DATA PROVIDED:
□ □ □ □ □

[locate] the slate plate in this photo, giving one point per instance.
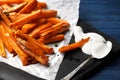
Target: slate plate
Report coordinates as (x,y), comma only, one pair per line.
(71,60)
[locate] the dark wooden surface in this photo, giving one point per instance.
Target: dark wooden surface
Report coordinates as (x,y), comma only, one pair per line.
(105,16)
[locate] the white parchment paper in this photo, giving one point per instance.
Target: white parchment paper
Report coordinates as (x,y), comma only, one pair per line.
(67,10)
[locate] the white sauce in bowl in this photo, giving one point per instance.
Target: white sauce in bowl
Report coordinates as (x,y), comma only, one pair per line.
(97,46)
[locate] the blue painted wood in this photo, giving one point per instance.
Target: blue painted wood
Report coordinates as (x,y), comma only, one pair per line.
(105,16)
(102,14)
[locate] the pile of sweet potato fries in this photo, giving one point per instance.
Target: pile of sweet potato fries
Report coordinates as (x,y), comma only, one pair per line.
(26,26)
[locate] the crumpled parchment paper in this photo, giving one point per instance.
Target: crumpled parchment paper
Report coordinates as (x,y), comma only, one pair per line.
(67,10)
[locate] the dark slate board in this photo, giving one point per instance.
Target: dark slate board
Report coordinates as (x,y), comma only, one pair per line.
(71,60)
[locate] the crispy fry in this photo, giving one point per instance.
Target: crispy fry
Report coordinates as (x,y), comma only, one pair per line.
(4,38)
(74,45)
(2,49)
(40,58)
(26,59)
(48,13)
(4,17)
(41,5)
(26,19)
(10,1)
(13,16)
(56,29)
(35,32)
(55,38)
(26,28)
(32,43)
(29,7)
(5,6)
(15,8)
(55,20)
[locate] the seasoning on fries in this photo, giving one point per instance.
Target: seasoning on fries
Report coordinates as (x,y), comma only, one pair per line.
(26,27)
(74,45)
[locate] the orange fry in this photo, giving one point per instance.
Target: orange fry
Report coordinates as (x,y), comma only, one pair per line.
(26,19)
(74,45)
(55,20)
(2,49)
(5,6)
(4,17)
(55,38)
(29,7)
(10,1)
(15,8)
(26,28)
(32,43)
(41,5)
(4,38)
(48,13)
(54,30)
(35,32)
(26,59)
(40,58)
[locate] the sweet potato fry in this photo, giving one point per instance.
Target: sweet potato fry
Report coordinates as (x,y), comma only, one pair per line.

□ □ □ □ □

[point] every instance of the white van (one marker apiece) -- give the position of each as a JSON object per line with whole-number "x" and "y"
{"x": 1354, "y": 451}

□ □ □ □ □

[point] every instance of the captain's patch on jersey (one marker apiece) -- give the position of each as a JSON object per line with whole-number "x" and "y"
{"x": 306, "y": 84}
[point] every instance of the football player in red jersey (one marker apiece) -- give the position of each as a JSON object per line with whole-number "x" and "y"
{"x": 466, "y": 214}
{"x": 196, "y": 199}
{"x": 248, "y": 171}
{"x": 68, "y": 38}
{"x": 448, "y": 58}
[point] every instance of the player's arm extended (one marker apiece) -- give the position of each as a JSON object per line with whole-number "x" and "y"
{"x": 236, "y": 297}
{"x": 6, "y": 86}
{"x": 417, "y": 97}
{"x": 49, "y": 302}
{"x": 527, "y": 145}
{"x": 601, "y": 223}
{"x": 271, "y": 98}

□ □ □ □ □

EXERCISE DESCRIPTION:
If a line in the records contains the string "sauce", copy it out.

RESPONSE BOX:
[locate] the white sauce in bowl in this photo, giving one point per instance.
Target: white sauce in bowl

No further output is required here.